> Entries from a dataset
<<<<

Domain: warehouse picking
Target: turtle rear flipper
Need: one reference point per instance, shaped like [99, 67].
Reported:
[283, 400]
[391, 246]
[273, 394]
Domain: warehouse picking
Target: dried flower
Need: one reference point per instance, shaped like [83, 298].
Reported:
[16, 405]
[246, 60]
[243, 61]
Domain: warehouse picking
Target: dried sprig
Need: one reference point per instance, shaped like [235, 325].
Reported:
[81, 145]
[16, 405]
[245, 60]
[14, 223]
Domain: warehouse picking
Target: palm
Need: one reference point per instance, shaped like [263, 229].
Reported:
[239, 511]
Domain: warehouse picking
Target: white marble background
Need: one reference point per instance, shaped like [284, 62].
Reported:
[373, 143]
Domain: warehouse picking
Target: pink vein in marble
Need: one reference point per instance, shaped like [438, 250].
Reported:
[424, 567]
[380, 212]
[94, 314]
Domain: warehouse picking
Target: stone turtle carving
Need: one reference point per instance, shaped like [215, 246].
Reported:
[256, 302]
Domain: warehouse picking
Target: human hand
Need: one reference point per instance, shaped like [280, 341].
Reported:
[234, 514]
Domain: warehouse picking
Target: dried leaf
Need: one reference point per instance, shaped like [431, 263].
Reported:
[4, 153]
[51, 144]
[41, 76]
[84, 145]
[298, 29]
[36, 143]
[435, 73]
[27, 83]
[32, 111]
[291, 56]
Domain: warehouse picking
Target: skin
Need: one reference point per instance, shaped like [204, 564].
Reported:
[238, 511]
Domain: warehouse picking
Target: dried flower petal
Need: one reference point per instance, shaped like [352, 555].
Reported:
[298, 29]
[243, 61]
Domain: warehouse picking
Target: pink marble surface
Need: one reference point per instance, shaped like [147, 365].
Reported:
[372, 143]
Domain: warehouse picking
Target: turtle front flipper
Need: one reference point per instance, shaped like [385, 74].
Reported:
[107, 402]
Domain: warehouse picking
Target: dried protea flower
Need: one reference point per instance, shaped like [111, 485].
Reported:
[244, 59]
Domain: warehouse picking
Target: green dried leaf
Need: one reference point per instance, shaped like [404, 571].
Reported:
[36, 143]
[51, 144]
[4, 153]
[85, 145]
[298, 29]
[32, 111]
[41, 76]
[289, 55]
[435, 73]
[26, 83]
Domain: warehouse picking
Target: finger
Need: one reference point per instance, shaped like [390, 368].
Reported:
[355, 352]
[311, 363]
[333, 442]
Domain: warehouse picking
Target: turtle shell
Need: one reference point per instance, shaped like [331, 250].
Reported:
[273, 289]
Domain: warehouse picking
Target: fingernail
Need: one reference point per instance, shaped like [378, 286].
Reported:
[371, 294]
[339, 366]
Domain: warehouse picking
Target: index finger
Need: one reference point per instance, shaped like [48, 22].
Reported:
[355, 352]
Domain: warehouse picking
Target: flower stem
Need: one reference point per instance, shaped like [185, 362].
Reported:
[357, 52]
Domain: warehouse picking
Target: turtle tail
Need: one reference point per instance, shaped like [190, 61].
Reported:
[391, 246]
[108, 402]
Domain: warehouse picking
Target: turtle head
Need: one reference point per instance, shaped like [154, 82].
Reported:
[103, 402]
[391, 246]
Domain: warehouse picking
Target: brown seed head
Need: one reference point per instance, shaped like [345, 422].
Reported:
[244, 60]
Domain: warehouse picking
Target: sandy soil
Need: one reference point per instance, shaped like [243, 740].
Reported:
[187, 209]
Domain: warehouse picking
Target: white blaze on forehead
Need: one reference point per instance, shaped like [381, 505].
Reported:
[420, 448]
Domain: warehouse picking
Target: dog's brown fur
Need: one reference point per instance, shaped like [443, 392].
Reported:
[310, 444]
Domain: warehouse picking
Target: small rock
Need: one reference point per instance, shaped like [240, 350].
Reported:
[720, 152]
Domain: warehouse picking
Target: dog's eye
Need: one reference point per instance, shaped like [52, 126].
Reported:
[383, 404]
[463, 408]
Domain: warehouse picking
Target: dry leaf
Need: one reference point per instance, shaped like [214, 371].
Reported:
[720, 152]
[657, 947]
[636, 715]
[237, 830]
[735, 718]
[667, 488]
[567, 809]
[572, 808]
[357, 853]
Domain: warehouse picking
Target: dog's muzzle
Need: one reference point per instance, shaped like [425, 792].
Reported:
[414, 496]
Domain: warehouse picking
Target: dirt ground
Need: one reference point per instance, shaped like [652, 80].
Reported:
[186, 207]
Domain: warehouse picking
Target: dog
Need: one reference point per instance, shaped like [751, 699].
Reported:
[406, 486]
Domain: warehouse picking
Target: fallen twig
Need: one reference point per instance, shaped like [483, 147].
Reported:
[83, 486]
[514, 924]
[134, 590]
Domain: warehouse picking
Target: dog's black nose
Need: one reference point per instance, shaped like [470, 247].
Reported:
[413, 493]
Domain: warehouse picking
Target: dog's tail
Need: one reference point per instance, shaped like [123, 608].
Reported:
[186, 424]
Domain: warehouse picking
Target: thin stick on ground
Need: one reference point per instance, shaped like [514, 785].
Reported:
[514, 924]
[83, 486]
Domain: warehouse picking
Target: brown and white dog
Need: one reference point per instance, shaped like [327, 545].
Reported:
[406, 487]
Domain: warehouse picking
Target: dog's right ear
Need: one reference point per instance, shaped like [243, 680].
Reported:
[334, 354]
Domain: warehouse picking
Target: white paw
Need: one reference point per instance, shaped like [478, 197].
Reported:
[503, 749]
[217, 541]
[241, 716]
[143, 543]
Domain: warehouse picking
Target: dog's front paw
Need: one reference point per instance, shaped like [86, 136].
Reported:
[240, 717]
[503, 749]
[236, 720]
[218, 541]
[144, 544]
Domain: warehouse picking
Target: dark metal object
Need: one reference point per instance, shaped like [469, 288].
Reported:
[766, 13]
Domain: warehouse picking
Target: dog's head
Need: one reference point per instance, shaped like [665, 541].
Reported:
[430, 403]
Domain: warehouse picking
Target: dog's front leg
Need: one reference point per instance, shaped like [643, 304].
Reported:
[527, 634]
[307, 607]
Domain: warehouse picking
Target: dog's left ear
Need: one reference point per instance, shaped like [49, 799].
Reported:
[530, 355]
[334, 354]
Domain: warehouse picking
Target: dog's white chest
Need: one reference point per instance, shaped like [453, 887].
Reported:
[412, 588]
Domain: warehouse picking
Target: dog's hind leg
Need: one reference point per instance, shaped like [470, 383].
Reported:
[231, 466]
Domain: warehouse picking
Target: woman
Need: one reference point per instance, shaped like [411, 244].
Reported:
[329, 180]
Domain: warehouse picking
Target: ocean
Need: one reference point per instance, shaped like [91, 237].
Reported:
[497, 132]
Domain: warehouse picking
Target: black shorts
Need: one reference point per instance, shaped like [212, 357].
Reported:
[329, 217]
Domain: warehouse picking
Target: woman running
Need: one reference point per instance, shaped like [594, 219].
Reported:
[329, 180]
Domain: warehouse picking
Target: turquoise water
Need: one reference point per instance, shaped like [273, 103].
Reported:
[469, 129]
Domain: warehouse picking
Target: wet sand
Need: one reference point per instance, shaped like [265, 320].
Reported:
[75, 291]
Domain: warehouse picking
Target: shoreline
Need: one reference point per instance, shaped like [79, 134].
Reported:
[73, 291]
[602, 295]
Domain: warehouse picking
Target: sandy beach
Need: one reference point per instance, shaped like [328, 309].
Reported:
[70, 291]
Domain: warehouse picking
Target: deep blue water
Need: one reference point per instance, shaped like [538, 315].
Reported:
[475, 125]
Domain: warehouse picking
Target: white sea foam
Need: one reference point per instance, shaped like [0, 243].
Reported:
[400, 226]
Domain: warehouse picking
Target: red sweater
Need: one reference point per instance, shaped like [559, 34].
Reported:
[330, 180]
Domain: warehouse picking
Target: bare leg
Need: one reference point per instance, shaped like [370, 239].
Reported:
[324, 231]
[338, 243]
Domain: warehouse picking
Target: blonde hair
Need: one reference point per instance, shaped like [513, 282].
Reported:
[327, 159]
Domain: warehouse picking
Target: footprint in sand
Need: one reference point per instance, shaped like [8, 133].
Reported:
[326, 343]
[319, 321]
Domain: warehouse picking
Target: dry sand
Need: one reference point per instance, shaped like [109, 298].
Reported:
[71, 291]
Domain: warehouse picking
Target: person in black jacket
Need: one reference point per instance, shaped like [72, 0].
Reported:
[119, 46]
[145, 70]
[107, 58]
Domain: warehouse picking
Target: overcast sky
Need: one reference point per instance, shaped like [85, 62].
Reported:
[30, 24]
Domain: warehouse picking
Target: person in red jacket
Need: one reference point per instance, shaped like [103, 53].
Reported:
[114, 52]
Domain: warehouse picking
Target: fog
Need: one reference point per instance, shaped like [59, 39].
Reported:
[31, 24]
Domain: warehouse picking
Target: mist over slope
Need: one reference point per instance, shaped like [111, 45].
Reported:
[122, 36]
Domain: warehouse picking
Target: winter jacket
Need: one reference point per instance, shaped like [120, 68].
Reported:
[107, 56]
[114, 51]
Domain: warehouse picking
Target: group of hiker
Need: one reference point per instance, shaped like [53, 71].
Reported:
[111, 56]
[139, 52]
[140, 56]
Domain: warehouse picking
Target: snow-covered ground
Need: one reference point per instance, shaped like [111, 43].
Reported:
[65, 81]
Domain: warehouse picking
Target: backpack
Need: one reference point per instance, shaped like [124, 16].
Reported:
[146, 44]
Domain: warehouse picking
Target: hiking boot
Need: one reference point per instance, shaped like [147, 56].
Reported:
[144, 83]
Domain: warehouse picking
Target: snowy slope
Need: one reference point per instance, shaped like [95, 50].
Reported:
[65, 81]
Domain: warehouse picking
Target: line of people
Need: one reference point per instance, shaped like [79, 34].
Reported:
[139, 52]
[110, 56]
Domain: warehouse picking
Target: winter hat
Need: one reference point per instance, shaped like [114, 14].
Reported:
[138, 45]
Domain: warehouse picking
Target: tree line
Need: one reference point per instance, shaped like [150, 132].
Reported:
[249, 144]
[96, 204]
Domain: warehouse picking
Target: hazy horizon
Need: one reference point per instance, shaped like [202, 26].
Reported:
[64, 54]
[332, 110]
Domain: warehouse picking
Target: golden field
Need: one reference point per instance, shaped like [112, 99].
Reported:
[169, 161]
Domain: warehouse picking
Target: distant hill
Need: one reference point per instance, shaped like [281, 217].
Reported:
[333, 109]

>>>>

> Given instruction
Collect every line in the entries above that contains the word "white", and list each one in full.

> Result below
Target: white marble background
Target: white blaze on forehead
Target: brown and white dog
Target: white paw
Target: dog's white chest
Target: white sea foam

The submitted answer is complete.